- _Extract provided_
#####

While hydrologic models have consistently predicted that changes in vegetation density would have a significant effect on soil moisture (e.g., Rodríguez-Iturbe and Porporato, 2007), few direct field measurements have captured this behavior. In these stands, the degree of depletion at the end of the summer was strongly influenced by treatment. The amount of moisture remaining at the end of the season was always the greatest in the Seed Cut and least (driest) in the Control. Whereas in the Thinned, it was close to, but still more than, that of the unthinned forest. The same pattern was seen in Thinned-East (Figure 5A), despite it having a different slope and aspect (Figure 3C). In the Seed Cut, the magnitude of this difference is much greater than that which was observed in maximum storage.
Soil moisture patterns demonstrated that stand density is a control on end-of-season storage. Since the moisture recession characteristics of the Thinned and Control sites are more similar to each other later in the summer, the relationship between them does not appear to be linear (Figures 5A,B). In contrast, the Seed Cut retained almost twice as much moisture in the upper 100 cm as the others. This suggests that the remaining trees in the Thinned stand are still able to access and utilize almost all of the water available at this depth range through their roots, either via existing overlaps or new growth. Additionally, it is worth noting that multiple ecophysiologal studies have found evidence of trees exchanging water with other trees in moisture limited environments (Klein et al., 2016; Cabal et al., 2020).
The near-complete absence of trees in the Seed Cut, on the other hand, causes additional moisture to be retained in the upper 100 cm. This observed increase in late season storage from clearing is consistent with the fire impact models of both Boisramé et al. (2019) and Stephens et al. (2021). Furthermore, the similarity of apparent water use of the Thinned and Control stands is also concordant with many studies that have shown increased water use and growth in remaining trees following thinning, particularly in Mediterranean (winter wet, summer dry) climates (Clark et al., 2016; Hahm et al., 2019, Tague et al., 2019). This is readily apparent in the increase in BAI that both treated stands experienced two to three years after thinning (Figure 6).
During wet years (WYs 2016 and 2017), the scale and timing of soil moisture recession in all three stands were similar (Figures 5B,C). In the winter and spring, any soil moisture lost to evapotranspiration and/or gravity drainage was soon replenished by abundant rainfall, topping off the upper 100 cm. Since: (1) evapotranspirative demands were insufficient to overwhelm infiltration, (2) there was always more precipitation than the soil could store, and (3) negligible overland flow occurred, the balance would soak in and replenish deep soil moisture storage and/or the aquifer(s). Given that the Control and Thinned stands reached minimum soil moisture storage at approximately the same time, the large trees that remained after thinning transpired at higher rates than the numerous smaller trees in the Control, consistent with the findings of Tsamir et al. (2019). With wider spacing, these trees also benefited from the additional sunlight. Therefore, in spite of the dramatic differences in their densities, the Thinned and Control had approximately the same annual transpiration from the upper meter of soil.

#####

Records held in a dataset
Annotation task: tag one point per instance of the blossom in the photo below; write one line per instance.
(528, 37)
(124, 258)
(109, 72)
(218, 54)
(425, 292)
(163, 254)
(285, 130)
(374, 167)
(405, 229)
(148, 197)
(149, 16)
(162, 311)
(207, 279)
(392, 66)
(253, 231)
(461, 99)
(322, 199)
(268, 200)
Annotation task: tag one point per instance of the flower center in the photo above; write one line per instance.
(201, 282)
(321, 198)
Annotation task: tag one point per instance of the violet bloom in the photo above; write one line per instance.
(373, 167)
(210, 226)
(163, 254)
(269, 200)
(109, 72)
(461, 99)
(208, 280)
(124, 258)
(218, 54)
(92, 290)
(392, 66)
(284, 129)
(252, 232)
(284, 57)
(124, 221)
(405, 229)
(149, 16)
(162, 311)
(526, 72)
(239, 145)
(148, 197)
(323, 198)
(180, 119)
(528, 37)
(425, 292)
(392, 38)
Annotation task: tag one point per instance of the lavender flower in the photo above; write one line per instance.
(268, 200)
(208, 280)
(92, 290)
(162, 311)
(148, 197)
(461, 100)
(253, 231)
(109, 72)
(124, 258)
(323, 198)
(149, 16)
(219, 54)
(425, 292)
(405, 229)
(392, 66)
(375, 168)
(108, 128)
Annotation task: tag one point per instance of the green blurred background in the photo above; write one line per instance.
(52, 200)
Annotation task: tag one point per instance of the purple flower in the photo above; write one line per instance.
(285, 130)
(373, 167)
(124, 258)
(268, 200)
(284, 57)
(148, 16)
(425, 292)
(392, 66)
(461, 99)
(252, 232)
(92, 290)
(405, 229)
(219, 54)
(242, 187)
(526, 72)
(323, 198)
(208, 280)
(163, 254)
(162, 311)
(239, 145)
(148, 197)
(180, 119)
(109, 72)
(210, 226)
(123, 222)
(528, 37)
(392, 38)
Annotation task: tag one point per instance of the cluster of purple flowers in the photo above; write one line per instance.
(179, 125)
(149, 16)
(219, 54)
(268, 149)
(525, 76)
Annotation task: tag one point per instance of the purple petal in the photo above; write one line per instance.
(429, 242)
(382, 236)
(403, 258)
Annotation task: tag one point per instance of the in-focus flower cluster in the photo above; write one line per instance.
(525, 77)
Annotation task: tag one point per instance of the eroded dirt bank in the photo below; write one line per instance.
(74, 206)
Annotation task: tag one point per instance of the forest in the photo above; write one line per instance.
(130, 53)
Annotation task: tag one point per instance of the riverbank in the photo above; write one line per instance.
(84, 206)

#####

- _Problem 1_
Answer these questions from the soil moisture passage:
(a) In which stand was the moisture remaining at the end of the season always the greatest?
(b) How much more moisture did the Seed Cut retain in the upper 100 cm than the other stands?
(c) Which water years are identified as wet years?
- _Problem 2_
Write a continuation of the soil moisture passage, starting after its final sentence.

- _Answer 1_
(a) The Seed Cut.
(b) Almost twice as much.
(c) Water years 2016 and 2017.

- _Answer 2_
In contrast, during drought years (WYs 2014 and 2015), forest density was an important factor in soil moisture retention. The Control, with its numerous trees, would have both higher transpiration and likely more interception than the other two treated areas. There was not enough precipitation and infiltration to overcome the trees’ transpiration demands, and thus soil moisture storage began to decline much earlier in the season (Figure 5B). Whereas at the Thinned and Seed Cut sites, soils remained at full storage through the winter, and any infiltration events would have caused deep drainage. Said another way, the trees in the Control used the stored water early and, when it was not replenished by winter rains or spring snowmelt, rapidly exhausted the supply. Importantly, fuel moisture tracks soil moisture. Although the available water was fully depleted by the end of the summer in the harvested areas as well (in all years), they both retained moisture longer through the summer in dry years (Figure 5C)—which reduces wildfire risk during the most dangerous part of the season.
Like many mid-elevation forests in the Cascades and Sierra Nevada, this area has experienced a noticeable shift in its precipitation regime, and instead of maintaining a consistent seasonal snowpack (even in dry years), it now almost exclusively receives rain. Most of the water then immediately infiltrated through the coarse volcanic soils. During dry spring seasons, the snowpack served as a supplemental storage reservoir that was available to top off soil moisture reserves, even in the dense Control. This effectively reset the recession curve, as exemplified by the stores being at full capacity in March and April in 2017 (Figure 5B), which was the only year with appreciable snow during the study.
As a result of this transition, snow is now absent during the critical onset of transpiration. This, in turn, caused soil moisture to decline earlier and faster, which placed the trees under greater stress during the hottest part of the summer (July–September). While this result may be site specific, it suggests that such treatments would benefit many forests by delaying the onset of near surface drying and water stress—thereby lowering fire risk—in regions that never had seasonal snowpacks as well as in places in which a warming climate is reducing or eliminating them.
It is important to recognize that soil moisture storage deeper than the 100 cm profiles that were reported on here is likely to also be a valuable resource in all years. Depletion in the upper zone ranged from < 10 cm in the Seed Cut to as much as 25 cm in the Control (Figure 5A). Indeed, the greatest increase in BAI for the trees measured in Seed Cut (and Thinned) was in 2015 (Figure 6), at the peak of the drought (Figure 2A), which indicates that there was substantial growth despite the low precipitation.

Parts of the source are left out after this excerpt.